Source data:

◇ ◇ ◇ ◇ ◇ ◇ ◇

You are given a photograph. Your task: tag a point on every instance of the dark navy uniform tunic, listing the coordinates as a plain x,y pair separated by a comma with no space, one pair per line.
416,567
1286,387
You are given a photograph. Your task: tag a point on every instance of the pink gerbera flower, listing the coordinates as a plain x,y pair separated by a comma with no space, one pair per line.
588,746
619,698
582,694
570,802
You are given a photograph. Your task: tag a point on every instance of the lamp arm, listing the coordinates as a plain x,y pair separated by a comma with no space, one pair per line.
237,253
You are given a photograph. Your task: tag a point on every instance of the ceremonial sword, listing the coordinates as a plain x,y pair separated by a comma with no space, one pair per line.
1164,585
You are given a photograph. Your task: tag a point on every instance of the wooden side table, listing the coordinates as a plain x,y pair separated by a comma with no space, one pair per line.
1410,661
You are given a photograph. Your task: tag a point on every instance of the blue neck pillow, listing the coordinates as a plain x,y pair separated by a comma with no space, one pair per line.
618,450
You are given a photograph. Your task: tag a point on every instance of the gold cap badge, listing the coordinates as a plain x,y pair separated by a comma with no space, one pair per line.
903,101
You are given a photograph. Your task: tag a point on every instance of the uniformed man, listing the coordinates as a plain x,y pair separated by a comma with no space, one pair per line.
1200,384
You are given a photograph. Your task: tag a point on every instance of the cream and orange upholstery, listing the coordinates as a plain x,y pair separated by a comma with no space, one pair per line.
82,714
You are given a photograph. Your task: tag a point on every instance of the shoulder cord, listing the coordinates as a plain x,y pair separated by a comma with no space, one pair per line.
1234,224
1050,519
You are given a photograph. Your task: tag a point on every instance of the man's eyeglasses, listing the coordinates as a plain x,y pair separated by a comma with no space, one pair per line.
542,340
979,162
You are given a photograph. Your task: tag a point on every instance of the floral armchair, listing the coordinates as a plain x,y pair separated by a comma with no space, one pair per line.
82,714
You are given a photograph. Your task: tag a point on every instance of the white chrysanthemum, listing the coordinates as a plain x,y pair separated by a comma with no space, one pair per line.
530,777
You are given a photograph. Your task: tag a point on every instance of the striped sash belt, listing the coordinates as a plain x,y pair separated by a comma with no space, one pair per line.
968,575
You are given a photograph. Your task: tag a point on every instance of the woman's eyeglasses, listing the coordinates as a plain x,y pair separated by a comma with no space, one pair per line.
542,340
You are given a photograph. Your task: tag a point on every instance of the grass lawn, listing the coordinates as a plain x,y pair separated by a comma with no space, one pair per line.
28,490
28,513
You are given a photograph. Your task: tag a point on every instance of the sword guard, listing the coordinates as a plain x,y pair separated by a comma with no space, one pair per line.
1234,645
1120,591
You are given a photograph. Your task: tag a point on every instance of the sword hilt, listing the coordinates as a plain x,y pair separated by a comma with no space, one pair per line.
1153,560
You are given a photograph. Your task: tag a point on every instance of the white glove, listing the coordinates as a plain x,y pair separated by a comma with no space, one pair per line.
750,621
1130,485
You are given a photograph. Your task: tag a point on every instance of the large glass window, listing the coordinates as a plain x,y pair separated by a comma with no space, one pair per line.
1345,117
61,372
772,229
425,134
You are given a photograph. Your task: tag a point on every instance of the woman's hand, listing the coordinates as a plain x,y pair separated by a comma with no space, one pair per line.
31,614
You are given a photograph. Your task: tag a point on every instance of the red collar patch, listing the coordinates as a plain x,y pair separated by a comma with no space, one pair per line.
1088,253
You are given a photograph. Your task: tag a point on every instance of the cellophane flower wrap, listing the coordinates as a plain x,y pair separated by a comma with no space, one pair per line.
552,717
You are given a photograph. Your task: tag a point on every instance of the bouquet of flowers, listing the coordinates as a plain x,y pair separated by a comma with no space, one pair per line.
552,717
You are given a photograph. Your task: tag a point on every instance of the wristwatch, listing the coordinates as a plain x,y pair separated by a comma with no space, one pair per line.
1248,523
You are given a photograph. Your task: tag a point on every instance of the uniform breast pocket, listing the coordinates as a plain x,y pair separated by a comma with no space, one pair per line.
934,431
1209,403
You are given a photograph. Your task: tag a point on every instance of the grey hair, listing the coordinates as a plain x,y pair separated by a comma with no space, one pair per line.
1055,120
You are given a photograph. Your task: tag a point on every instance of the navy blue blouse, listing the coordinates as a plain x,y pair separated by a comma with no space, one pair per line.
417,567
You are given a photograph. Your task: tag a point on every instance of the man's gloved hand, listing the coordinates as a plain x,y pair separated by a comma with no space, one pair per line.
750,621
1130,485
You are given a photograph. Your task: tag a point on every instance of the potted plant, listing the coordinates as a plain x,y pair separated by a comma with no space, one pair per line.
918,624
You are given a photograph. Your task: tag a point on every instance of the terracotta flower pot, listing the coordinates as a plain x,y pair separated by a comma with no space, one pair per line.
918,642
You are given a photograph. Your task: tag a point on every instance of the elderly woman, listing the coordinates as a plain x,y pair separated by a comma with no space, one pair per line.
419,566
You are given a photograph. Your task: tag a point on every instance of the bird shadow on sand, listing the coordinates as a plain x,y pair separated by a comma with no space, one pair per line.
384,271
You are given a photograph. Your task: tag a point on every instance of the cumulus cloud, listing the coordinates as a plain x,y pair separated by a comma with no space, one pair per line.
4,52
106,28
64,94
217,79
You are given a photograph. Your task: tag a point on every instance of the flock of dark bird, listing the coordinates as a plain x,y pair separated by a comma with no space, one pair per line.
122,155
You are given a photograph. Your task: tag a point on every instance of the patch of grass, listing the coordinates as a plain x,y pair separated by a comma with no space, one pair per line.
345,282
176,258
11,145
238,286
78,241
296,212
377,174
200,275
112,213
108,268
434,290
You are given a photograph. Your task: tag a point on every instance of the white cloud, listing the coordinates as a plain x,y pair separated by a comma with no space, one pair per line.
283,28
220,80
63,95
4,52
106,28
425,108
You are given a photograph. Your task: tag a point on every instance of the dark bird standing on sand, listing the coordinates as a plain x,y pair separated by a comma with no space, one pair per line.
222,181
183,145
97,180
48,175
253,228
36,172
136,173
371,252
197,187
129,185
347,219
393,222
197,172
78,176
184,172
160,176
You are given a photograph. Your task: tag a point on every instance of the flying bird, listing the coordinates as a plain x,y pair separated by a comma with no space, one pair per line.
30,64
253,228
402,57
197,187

◇ ◇ ◇ ◇ ◇ ◇ ◇

### Given exercise
Reproduce word for word everything from the line containing "of the flying" down to the last line of the data.

### The completed task
You are given a photograph. Your task: tag a point on every instance of the flying bird, listing the coordinates as a plain x,y pair separated by a comma with no space, one pair per line.
30,64
253,228
402,57
197,187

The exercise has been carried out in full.